Your instructions » Could every entry be set down once more, exactly as given?

Entries shown »
Start of Block

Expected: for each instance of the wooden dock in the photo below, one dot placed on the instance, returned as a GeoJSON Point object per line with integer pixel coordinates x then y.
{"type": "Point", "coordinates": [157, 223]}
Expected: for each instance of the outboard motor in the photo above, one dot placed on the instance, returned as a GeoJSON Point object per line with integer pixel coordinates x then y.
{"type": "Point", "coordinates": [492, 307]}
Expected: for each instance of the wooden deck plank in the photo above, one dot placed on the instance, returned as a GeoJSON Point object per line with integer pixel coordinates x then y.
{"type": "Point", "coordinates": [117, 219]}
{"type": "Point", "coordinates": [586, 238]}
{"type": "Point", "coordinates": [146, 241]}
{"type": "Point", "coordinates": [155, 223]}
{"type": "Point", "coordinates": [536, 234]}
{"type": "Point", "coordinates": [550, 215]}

End of Block

Solution to the problem »
Expected: for each instance of the wooden dock in the photo below, one dot placed on the instance, returned as a GeoJSON Point object per line with integer pixel coordinates x then y.
{"type": "Point", "coordinates": [157, 223]}
Expected: for each instance of the outboard motor in the photo above, one dot placed on the instance, returned as a GeoJSON Point object per line with integer pixel coordinates x then y.
{"type": "Point", "coordinates": [492, 307]}
Expected: for each instance of the wooden deck plank in the photo above, one dot placed on the instance, returned as a GeoJSON Point object per line with integer pixel coordinates x then y.
{"type": "Point", "coordinates": [117, 219]}
{"type": "Point", "coordinates": [586, 238]}
{"type": "Point", "coordinates": [146, 241]}
{"type": "Point", "coordinates": [155, 223]}
{"type": "Point", "coordinates": [536, 234]}
{"type": "Point", "coordinates": [550, 215]}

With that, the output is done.